→ Set problem
Only the lines from the line holding "Note: point to every instance of the soldier" through the final line of the entries below are to be returned, exactly as they stand.

------------------------------------

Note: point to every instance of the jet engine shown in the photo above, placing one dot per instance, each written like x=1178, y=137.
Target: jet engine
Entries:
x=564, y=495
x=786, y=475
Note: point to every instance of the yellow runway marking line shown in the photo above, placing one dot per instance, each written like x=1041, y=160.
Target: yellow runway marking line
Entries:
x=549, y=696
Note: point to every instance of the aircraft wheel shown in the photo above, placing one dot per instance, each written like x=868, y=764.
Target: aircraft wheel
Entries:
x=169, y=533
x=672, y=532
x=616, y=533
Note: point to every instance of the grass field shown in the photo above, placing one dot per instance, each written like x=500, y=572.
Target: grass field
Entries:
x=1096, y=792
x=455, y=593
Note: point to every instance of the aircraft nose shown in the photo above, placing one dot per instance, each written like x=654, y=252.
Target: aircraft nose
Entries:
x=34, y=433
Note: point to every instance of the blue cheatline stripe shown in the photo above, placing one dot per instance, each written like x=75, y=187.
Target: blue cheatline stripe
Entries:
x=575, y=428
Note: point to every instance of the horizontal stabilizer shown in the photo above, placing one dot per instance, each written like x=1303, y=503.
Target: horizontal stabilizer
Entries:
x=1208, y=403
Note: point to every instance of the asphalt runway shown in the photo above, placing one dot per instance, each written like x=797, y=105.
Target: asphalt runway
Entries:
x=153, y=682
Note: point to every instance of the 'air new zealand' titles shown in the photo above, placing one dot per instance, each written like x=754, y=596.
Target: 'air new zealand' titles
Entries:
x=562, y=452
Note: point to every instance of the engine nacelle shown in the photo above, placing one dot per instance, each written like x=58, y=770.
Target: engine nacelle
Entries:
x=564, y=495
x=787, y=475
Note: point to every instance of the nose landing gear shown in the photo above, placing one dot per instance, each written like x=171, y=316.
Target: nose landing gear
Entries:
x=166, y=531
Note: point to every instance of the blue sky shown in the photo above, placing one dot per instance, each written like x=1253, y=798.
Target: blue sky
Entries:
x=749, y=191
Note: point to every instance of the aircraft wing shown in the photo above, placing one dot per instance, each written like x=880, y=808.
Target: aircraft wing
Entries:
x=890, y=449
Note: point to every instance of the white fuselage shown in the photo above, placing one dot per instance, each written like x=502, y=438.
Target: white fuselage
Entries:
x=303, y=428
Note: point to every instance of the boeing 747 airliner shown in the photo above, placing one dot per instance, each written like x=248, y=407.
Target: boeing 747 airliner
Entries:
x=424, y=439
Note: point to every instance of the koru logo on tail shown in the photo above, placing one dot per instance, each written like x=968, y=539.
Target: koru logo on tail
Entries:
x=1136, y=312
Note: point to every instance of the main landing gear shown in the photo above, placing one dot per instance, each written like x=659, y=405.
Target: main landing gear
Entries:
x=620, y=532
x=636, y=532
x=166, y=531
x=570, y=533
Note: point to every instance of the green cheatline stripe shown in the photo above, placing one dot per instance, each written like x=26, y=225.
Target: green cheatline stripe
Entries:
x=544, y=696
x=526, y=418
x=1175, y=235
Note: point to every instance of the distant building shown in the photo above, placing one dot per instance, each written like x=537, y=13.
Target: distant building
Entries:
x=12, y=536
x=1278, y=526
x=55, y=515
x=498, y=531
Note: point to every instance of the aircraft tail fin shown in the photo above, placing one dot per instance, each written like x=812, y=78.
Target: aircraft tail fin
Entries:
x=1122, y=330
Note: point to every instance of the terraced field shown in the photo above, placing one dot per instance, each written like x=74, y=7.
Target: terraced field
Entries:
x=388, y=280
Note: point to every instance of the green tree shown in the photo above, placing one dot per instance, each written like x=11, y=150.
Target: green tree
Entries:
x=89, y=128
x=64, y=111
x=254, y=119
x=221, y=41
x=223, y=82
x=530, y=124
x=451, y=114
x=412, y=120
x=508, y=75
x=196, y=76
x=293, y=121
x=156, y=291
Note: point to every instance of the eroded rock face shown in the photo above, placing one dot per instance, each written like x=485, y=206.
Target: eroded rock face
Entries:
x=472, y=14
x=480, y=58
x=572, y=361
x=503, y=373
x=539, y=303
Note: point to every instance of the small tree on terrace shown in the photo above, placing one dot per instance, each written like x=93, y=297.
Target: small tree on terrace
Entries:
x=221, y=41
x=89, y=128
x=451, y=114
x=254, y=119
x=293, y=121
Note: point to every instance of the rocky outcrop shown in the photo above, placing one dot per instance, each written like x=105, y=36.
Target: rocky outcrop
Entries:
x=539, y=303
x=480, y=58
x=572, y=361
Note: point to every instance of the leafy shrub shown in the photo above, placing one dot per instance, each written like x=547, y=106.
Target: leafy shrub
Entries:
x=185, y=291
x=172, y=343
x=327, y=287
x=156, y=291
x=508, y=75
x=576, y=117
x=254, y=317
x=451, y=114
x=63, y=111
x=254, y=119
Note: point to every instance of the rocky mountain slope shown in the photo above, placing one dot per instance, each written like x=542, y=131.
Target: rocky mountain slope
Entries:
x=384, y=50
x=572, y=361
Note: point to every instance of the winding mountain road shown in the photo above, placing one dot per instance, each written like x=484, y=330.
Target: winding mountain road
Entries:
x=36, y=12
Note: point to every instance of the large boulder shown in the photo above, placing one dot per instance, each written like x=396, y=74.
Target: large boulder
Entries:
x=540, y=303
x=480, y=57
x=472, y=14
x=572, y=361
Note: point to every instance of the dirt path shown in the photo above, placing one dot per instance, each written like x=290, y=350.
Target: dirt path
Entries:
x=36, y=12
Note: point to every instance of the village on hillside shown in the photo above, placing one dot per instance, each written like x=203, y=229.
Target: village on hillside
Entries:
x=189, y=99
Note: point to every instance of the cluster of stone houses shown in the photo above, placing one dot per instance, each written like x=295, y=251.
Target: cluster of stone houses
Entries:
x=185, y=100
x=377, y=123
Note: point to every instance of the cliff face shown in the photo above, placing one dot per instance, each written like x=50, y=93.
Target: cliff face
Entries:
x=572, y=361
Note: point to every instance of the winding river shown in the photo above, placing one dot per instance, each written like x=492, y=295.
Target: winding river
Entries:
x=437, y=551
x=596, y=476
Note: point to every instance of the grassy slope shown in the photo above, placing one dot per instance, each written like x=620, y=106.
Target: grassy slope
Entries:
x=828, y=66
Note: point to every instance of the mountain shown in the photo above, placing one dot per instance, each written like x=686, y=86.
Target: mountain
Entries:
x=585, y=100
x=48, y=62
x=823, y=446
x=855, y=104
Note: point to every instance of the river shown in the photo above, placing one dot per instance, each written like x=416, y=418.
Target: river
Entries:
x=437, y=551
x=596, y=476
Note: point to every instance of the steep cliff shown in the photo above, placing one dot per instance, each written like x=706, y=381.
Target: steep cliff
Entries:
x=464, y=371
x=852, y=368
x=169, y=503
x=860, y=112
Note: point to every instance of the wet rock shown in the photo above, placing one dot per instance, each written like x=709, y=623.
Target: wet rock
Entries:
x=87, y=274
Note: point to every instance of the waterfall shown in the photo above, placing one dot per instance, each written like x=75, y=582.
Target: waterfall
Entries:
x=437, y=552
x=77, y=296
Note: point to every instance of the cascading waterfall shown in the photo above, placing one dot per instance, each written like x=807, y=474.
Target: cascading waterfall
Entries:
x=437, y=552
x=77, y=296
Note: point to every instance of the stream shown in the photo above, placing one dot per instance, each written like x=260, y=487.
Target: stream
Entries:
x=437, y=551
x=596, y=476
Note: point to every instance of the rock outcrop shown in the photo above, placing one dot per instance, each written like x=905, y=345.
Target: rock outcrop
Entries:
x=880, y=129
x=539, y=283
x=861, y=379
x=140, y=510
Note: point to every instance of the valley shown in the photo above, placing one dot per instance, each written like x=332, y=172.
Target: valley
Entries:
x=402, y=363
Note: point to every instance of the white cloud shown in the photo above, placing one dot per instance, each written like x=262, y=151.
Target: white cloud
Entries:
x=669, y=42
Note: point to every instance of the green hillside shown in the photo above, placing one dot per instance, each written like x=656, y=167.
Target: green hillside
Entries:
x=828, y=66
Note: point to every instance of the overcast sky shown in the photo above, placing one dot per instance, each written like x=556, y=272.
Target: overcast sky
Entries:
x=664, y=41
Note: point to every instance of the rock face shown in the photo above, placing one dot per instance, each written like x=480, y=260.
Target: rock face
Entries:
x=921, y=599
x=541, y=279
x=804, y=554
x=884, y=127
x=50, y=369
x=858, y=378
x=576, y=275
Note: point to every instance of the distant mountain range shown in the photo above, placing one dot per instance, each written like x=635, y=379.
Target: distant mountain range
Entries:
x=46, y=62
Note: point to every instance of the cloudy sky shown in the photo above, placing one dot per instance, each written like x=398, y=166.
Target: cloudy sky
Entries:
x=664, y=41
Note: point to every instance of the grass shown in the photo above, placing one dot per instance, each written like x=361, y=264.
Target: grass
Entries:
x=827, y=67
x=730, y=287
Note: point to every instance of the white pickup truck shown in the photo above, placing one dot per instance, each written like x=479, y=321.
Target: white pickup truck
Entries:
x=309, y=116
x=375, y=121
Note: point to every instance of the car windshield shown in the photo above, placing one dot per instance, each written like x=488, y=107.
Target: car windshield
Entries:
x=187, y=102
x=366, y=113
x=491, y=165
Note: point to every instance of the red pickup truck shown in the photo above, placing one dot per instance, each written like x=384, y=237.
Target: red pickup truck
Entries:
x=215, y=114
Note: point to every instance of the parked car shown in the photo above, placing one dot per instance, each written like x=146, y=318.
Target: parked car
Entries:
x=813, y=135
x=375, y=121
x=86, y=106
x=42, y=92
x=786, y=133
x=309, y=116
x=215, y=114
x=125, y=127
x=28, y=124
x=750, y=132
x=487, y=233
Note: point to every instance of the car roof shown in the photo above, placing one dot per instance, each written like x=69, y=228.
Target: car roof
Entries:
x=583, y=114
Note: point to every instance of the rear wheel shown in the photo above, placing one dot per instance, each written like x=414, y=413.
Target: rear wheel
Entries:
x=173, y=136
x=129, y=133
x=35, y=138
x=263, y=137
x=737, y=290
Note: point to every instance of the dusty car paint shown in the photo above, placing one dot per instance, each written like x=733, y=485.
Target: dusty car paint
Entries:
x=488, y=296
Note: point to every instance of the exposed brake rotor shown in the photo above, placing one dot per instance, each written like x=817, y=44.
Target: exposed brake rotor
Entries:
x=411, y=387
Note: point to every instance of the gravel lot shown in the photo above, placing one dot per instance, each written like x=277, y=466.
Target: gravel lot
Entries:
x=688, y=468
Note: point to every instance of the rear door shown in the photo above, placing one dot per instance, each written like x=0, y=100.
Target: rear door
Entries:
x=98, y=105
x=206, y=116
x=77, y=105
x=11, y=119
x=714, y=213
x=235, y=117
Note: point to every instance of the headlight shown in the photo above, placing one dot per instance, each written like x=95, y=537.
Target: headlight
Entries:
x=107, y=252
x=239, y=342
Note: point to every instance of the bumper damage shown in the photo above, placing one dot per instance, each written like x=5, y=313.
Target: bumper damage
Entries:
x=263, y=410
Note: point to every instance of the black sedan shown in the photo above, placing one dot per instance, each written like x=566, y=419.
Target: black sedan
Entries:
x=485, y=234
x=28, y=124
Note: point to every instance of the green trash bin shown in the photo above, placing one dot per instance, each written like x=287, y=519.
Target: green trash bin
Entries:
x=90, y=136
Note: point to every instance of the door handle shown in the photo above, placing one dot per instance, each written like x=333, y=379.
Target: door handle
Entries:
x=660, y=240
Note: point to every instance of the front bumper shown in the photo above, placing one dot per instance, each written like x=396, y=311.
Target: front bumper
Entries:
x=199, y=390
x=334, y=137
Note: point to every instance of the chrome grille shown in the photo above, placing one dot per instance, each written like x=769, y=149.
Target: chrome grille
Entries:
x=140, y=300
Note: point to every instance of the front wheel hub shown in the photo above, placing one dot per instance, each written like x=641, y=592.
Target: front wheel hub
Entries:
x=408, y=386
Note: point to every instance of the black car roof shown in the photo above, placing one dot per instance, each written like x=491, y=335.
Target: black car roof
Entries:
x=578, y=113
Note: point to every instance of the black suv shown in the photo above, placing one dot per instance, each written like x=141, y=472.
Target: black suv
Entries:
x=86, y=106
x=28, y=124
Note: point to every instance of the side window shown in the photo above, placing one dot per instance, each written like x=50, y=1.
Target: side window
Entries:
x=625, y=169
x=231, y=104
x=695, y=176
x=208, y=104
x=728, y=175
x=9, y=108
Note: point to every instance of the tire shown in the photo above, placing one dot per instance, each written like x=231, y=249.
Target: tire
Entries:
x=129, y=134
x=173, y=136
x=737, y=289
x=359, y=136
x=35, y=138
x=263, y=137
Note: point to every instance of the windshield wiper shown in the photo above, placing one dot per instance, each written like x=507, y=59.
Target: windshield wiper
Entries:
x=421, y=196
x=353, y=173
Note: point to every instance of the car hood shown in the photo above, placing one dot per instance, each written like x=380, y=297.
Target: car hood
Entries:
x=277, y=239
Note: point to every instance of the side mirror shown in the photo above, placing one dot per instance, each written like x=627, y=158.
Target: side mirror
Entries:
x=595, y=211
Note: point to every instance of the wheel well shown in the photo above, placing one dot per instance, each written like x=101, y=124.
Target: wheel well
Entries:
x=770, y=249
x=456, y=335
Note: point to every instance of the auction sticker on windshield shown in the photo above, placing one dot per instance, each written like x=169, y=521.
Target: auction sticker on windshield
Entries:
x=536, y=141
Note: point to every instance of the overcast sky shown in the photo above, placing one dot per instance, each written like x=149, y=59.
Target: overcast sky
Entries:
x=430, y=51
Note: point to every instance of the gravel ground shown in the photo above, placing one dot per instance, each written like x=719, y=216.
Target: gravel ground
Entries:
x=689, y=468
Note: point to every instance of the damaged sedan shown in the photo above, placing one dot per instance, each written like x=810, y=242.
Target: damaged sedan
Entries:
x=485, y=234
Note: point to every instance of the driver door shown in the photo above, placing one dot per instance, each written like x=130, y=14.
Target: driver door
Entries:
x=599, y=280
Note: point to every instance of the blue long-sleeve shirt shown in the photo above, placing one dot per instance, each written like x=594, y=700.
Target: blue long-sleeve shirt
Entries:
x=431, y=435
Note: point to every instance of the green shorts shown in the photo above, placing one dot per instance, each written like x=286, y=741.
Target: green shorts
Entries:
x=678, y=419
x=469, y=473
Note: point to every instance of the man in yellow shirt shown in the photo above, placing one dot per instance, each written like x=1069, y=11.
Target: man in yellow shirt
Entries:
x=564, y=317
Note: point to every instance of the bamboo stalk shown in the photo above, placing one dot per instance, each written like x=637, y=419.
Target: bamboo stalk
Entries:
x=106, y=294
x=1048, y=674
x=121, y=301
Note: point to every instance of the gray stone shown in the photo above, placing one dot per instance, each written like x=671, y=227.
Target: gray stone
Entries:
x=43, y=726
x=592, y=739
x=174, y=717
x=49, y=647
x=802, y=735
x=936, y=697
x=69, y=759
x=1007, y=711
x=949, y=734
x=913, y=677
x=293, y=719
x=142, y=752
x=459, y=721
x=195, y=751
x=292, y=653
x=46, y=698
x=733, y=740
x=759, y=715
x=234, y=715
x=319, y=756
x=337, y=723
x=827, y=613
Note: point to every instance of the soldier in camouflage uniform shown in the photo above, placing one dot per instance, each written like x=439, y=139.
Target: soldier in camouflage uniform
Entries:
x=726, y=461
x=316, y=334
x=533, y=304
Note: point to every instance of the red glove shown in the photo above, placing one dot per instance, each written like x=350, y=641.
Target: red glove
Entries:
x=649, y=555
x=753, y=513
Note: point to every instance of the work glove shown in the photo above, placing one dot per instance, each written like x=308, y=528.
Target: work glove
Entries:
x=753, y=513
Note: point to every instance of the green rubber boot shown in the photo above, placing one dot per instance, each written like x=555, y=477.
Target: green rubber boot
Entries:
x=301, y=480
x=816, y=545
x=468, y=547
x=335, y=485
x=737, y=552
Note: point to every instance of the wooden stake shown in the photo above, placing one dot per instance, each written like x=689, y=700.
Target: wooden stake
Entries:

------------------------------------

→ Final result
Note: point to every instance of the soldier in camouflage uniform shown in the photo above, placing one dot per instance, each written like x=439, y=139.
Target: soldier in camouflage uniform
Entries:
x=726, y=461
x=316, y=334
x=533, y=304
Note: point to every instance of the red glove shown in the photo above, placing one dot per instance, each written like x=350, y=641.
Target: red glove
Entries:
x=649, y=555
x=753, y=513
Note: point to every instance of the work glove shown in the photo above, placing one dot per instance, each written like x=308, y=528.
Target: work glove
Entries:
x=753, y=513
Note: point to every instance of the green rubber boot shown in the photo above, placing one dot per instance, each written like x=555, y=477.
Target: green rubber boot
Entries:
x=301, y=480
x=816, y=545
x=468, y=547
x=335, y=485
x=737, y=552
Note: point to every instance of the wooden stake shown in the photo above, placing one dot per instance, each written like x=689, y=700.
Target: wooden stake
Entries:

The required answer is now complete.